## Given exercise
Please rewrite the entries below, replacing "with a single dot" with "with one point" and keeping everything else the same. Leave the pictures out of your version.

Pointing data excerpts

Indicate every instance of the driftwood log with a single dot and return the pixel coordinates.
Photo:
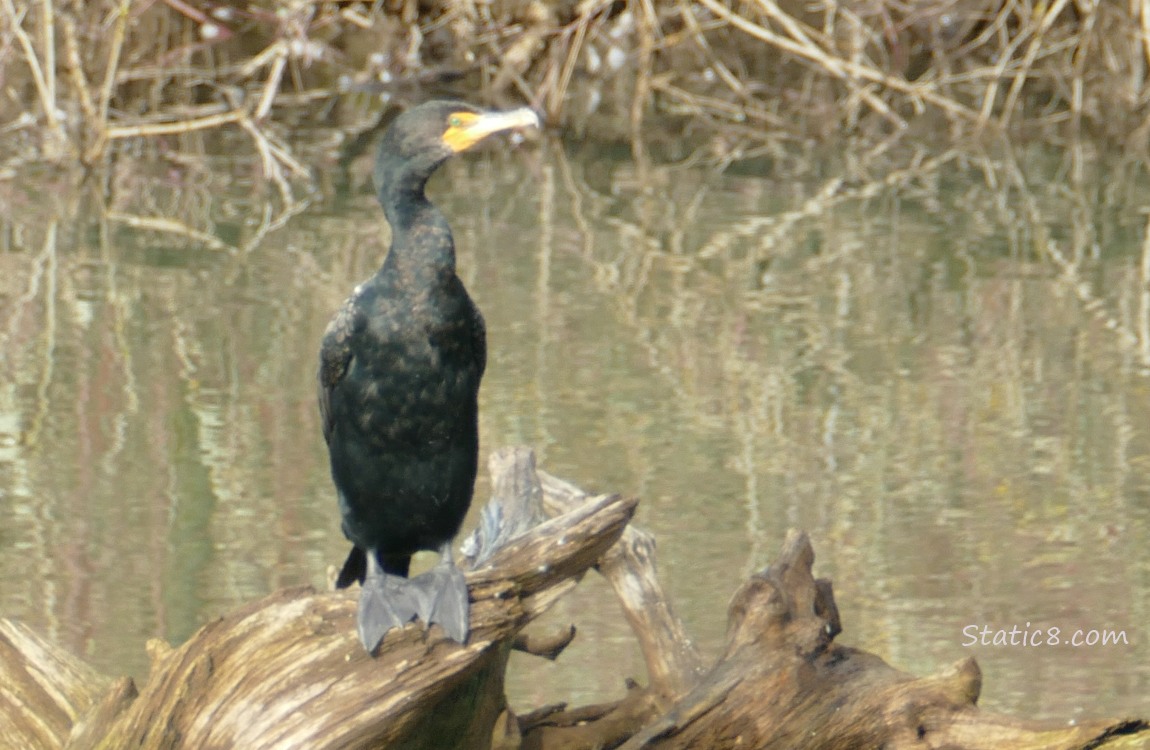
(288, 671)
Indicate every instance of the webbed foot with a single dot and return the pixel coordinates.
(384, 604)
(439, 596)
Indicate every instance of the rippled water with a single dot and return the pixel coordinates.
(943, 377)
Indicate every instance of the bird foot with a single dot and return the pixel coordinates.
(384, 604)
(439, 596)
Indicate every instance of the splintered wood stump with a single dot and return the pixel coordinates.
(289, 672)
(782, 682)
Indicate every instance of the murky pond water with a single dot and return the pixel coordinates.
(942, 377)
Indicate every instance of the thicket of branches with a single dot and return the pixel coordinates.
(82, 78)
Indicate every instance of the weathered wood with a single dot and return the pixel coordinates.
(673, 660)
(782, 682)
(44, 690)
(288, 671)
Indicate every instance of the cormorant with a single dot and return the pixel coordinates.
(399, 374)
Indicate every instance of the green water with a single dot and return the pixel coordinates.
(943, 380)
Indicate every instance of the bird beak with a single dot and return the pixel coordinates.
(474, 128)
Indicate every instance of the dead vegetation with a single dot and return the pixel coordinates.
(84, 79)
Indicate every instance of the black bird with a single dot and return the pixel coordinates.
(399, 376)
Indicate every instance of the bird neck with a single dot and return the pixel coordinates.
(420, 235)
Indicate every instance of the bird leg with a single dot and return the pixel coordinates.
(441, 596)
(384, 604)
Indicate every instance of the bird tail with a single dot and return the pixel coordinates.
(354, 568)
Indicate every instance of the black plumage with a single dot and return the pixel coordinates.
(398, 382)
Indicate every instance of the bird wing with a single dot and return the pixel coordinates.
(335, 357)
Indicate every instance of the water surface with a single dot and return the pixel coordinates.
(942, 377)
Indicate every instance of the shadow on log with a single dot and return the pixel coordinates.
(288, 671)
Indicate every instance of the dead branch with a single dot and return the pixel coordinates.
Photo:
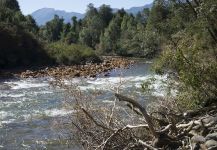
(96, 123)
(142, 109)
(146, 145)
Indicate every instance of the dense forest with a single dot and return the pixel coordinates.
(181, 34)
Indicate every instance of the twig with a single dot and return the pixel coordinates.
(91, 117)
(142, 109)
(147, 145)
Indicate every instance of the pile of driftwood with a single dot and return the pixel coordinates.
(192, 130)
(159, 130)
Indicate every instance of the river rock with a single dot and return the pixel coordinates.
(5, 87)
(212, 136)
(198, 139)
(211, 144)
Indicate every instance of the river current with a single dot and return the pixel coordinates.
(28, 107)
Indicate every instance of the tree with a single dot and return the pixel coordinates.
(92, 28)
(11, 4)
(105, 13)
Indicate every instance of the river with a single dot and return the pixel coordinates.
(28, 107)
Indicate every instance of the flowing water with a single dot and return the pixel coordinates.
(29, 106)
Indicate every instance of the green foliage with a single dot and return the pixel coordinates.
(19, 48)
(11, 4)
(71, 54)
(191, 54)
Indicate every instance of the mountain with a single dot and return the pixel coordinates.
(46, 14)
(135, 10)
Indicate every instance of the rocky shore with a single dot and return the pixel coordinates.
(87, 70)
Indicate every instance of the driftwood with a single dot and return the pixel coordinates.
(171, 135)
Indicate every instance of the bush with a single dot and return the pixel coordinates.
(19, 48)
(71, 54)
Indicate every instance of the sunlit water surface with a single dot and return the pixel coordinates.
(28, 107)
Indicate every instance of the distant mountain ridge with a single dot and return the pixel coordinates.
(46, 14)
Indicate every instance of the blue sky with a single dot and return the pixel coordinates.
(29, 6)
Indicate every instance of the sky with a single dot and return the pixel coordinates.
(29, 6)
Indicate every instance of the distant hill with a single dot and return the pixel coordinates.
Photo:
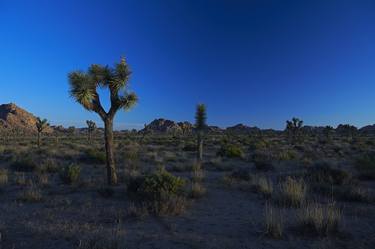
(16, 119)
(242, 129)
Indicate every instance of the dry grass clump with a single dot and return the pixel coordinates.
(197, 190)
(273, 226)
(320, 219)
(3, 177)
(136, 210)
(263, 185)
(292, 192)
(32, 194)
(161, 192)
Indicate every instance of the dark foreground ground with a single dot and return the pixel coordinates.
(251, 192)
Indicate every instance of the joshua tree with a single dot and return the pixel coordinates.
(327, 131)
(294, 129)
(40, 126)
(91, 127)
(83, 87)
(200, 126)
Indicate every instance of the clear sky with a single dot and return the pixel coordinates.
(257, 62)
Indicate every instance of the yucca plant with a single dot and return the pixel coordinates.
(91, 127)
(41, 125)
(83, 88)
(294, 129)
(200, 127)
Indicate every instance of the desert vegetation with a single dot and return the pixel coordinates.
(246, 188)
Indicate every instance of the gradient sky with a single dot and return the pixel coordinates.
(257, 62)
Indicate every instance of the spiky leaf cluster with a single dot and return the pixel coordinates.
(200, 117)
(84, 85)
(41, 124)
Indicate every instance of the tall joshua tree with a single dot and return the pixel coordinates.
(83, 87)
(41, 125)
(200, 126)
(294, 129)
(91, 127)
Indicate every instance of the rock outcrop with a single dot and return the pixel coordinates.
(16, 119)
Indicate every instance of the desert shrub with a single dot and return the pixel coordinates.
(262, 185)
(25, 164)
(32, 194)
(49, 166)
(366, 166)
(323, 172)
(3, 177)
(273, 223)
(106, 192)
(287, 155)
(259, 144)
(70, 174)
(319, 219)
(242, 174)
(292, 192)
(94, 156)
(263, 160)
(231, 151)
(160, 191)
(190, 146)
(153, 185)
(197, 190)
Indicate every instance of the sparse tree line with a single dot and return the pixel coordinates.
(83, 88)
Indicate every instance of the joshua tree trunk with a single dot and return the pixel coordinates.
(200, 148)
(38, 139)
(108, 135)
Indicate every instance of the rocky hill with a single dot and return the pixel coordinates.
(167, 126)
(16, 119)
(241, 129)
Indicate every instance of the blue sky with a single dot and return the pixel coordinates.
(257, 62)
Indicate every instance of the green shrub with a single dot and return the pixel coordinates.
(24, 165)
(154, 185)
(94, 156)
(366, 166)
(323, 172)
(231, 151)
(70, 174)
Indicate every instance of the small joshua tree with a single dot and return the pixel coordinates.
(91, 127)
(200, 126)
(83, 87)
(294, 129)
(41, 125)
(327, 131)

## Response for this exercise
Indicate every instance of the driftwood log with one point and return the pixel coordinates.
Photo:
(288, 671)
Indicate every instance of the webbed foot with one point and return the pixel coordinates.
(384, 604)
(439, 596)
Indicate every instance of the rippled water with one point and return the pixel coordinates.
(943, 377)
Indicate every instance of the bird foot with one point and return the pixel coordinates.
(384, 604)
(439, 596)
Indicate every instance of the splintered wood stump with one point and return the pixel coordinates.
(289, 672)
(782, 682)
Indicate every instance of the murky pond water with one point and return the pixel coordinates.
(942, 377)
Indicate every instance of the thicket of branches with one point and return the pixel coordinates.
(82, 78)
Indicate every instance of the weathered wood with one point and return the pixel coordinates.
(673, 660)
(782, 682)
(44, 690)
(288, 671)
Indicate every instance of the cormorant with one point and return the pixel coordinates.
(399, 374)
Indicate every instance of the green water with one point and return the pixel coordinates.
(943, 380)
Indicate every instance of the bird beak with one point and return the pixel coordinates.
(474, 128)
Indicate every instance of the dead vegetation with one point and return the pixel coordinates.
(84, 79)
Indicate every instance of the black bird with one point and return the pixel coordinates.
(399, 376)
Indicate every instance of the bird neck with one point and return the pixel coordinates.
(420, 235)
Indicate every instance of the bird leg with one point and return the pixel coordinates.
(441, 596)
(384, 604)
Indicate every instance of the bird tail with one point and return the pixel coordinates.
(354, 568)
Indicate every instance of the black plumage with one point and return the pixel coordinates.
(398, 382)
Indicate every instance of the bird wing with one point and return the pixel coordinates.
(335, 357)
Indicate every instance of the water surface with one point and return the pixel coordinates.
(942, 377)
Indicate every instance of the shadow on log with one point and return the pixel coordinates.
(288, 671)
Indicate every instance of the dead branch with one point and return the pixel coordinates.
Photo:
(96, 123)
(142, 109)
(146, 145)
Indicate every instance of the dense forest with one point and return the pixel coordinates.
(181, 34)
Indicate every instance of the twig with one point and return the pixel coordinates.
(91, 117)
(142, 109)
(147, 145)
Indicate every instance of the pile of driftwood with one point and return the pixel coordinates.
(192, 130)
(159, 130)
Indicate every instance of the river rock with one point and return the pixel coordinates.
(5, 87)
(212, 136)
(198, 139)
(211, 144)
Indicate every instance of the river current with one point and return the pixel coordinates.
(28, 107)
Indicate every instance of the tree with one point and return the pixel coordinates.
(92, 28)
(11, 4)
(105, 13)
Indicate every instance of the river with one point and return the pixel coordinates.
(28, 107)
Indicate every instance of the flowing water with one point and return the pixel coordinates.
(29, 106)
Indicate every instance of the green foliage with one point and return the pixel coordinates.
(19, 48)
(11, 4)
(71, 54)
(191, 54)
Indicate every instance of the mountain with one point and return the pixel coordinates.
(46, 14)
(135, 10)
Indicate every instance of the rocky shore with one point and return the pixel coordinates.
(87, 70)
Indicate every instance of the driftwood with one point and return the pixel coordinates.
(171, 135)
Indicate every instance of the bush with one point and return the pixel coordinates.
(19, 48)
(71, 54)
Indicate every instance of the sunlit water surface with one point and return the pixel coordinates.
(28, 107)
Indicate every instance of the distant mountain ridge with one point and return the pixel coordinates.
(46, 14)
Indicate every instance of the blue sky with one point and return the pixel coordinates.
(29, 6)
Indicate every instance of the sky with one point and return the pixel coordinates.
(29, 6)
Indicate every instance of the distant hill with one point and return the pixel coordinates.
Photo:
(16, 119)
(242, 129)
Indicate every instance of the dry grass clump with one point and return the pixel coordinates.
(197, 190)
(273, 226)
(320, 219)
(3, 177)
(136, 210)
(263, 185)
(292, 192)
(32, 194)
(161, 192)
Indicate every instance of the dark foreground ground with one point and return the pixel coordinates.
(251, 192)
Indicate every instance of the joshua tree with one point and return the pixel coordinates.
(327, 131)
(294, 129)
(40, 126)
(91, 127)
(83, 87)
(200, 126)
Indicate every instance of the clear sky with one point and return the pixel coordinates.
(257, 62)
Indicate every instance of the yucca plant with one point and return the pixel coordinates.
(91, 127)
(41, 125)
(83, 88)
(294, 129)
(200, 127)
Indicate every instance of the desert vegetation with one point and return the pixel coordinates.
(246, 188)
Indicate every instance of the gradient sky with one point and return the pixel coordinates.
(257, 62)
Indicate every instance of the spiky leaf cluster with one point and return the pixel coordinates.
(200, 117)
(84, 85)
(41, 124)
Indicate every instance of the tall joshua tree with one point and return the pixel coordinates.
(83, 87)
(41, 125)
(200, 126)
(294, 129)
(91, 127)
Indicate every instance of the rock outcrop with one point and return the pixel coordinates.
(16, 119)
Indicate every instance of the desert shrub with one point and return the pixel coordinates.
(262, 185)
(25, 164)
(32, 194)
(49, 166)
(366, 166)
(323, 172)
(3, 177)
(273, 223)
(106, 192)
(287, 155)
(259, 144)
(70, 174)
(319, 219)
(242, 174)
(292, 192)
(94, 156)
(263, 160)
(231, 151)
(160, 191)
(190, 146)
(153, 185)
(197, 190)
Indicate every instance of the sparse tree line with one point and return the pixel coordinates.
(83, 88)
Indicate every instance of the joshua tree trunk with one point and return the pixel coordinates.
(200, 148)
(38, 139)
(108, 135)
Indicate every instance of the rocky hill with one point and return the pixel coordinates.
(167, 126)
(16, 119)
(241, 129)
Indicate every instance of the blue sky with one point and return the pixel coordinates.
(257, 62)
Indicate every instance of the green shrub with one point and return the pixel coordinates.
(24, 165)
(154, 185)
(94, 156)
(366, 166)
(323, 172)
(231, 151)
(70, 174)
Indicate every instance of the small joshua tree with one point and return the pixel coordinates.
(91, 127)
(200, 126)
(83, 87)
(294, 129)
(41, 125)
(327, 131)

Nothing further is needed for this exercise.